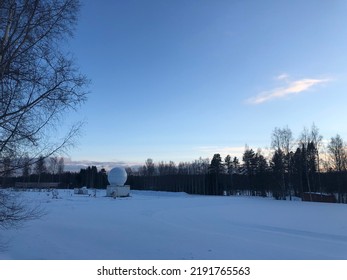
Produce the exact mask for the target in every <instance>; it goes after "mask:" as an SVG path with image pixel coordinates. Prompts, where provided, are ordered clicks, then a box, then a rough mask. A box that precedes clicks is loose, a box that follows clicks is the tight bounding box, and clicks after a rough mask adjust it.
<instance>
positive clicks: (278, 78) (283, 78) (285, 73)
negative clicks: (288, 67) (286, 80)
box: [276, 73, 289, 81]
mask: <svg viewBox="0 0 347 280" xmlns="http://www.w3.org/2000/svg"><path fill="white" fill-rule="evenodd" d="M288 78H289V75H288V74H287V73H283V74H281V75H278V76H277V77H276V80H279V81H281V80H287V79H288Z"/></svg>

● ● ● ● ●

*The task*. Copy out every line from the material above in which the word "instance" appears.

*Solved problem*.
Produce the exact mask for the target in every <instance>; it goes after "mask:" as an SVG path with image pixel coordinates. Prompts, where provided, are ordered clicks, then a box, then a rough mask. A box that precedes clicks is loose, a box that follows clicks is the tight bounding box, and clicks after a rough mask adjust it.
<instance>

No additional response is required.